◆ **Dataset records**
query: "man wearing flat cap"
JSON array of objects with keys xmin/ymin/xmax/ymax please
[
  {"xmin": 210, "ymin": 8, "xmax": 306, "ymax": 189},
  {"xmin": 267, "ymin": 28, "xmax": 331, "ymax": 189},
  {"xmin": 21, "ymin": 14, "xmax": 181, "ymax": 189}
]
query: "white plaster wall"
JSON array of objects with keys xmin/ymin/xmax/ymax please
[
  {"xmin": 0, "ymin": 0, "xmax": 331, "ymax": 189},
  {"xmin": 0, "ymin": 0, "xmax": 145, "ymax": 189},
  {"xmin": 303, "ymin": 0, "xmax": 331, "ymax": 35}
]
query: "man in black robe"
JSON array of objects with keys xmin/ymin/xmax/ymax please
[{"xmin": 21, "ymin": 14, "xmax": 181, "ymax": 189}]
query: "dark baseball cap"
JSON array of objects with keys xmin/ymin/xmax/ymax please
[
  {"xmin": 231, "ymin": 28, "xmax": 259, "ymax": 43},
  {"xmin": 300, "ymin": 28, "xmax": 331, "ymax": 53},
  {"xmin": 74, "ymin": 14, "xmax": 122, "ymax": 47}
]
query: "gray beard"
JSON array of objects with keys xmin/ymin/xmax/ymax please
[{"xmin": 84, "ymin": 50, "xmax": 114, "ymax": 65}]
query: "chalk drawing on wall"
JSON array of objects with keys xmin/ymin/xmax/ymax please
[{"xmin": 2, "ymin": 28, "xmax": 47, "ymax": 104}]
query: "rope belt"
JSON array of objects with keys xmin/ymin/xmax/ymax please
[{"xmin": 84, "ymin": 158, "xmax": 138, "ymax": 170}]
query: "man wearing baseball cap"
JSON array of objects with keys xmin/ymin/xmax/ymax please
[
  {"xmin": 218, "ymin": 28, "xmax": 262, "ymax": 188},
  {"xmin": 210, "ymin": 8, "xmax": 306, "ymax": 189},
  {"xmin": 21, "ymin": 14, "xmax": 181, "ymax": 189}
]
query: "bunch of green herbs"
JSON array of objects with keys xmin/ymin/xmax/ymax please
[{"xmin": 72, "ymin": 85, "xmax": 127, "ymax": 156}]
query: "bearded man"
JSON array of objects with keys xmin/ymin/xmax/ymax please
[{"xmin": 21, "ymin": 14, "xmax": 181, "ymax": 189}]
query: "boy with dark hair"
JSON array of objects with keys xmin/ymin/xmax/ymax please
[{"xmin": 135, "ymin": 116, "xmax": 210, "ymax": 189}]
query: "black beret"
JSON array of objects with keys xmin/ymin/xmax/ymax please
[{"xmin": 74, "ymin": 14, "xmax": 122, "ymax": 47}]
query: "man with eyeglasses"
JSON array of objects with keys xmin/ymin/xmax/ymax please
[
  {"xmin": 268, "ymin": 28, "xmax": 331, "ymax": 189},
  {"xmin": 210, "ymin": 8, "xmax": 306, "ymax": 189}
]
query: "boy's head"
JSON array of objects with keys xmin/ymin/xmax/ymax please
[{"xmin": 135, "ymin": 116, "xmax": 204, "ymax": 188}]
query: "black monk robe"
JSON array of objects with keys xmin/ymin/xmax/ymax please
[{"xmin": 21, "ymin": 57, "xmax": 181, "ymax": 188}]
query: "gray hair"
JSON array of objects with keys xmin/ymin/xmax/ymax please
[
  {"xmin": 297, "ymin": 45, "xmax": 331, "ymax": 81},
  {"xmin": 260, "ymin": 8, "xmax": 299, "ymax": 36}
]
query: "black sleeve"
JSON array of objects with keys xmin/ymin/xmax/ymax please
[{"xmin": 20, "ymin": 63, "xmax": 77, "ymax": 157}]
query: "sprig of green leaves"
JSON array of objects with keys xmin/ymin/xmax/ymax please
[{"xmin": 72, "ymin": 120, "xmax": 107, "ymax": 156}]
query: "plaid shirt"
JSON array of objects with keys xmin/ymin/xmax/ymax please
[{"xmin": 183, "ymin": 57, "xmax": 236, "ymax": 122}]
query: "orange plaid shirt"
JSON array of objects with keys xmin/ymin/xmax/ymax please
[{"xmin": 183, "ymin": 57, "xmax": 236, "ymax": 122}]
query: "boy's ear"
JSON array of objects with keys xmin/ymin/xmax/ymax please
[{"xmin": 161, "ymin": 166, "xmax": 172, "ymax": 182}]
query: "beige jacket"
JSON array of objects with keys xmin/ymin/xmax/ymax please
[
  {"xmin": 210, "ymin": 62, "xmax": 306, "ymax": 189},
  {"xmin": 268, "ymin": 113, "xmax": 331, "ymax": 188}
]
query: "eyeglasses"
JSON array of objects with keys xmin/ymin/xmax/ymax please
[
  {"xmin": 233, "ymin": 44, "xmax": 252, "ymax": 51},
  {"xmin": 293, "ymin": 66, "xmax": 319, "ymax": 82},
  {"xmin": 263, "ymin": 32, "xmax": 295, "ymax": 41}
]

◆ **YOUR TASK**
Extract every line from the entries above that contains the word "dark", treating uppercase and lowercase as different.

◆ **COMPLETED TASK**
query: "dark baseball cap"
query: "boy with dark hair"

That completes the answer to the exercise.